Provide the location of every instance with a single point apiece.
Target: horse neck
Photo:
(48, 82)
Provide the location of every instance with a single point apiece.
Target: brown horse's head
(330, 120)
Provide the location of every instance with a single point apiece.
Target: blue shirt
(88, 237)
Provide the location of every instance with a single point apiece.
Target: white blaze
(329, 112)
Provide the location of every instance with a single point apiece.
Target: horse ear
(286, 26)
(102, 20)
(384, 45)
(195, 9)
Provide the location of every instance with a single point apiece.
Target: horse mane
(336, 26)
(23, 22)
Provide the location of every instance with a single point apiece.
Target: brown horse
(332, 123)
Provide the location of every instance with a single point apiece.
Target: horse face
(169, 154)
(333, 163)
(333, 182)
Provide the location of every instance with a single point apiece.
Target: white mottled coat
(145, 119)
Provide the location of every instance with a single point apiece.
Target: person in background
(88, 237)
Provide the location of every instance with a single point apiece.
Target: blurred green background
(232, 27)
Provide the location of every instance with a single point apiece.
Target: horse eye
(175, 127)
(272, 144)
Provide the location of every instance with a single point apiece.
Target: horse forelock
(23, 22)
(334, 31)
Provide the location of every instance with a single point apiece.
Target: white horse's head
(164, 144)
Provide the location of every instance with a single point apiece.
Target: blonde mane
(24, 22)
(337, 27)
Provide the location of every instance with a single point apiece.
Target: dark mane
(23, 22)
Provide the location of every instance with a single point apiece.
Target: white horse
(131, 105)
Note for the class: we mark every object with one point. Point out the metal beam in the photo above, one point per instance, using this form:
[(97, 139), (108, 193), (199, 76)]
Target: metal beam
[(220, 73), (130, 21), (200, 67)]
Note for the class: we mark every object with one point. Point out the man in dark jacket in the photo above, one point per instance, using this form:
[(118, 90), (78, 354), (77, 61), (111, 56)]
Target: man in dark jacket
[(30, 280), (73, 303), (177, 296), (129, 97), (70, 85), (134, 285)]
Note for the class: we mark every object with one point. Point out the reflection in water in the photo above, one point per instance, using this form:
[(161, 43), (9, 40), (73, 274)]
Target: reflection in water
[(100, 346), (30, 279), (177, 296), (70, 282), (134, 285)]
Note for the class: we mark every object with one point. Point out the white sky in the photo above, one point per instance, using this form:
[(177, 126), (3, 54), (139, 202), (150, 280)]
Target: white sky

☆ ☆ ☆ ☆ ☆

** What you are asked to do **
Reply with nothing but the number of lines in the listing that include "above".

** Answer box **
4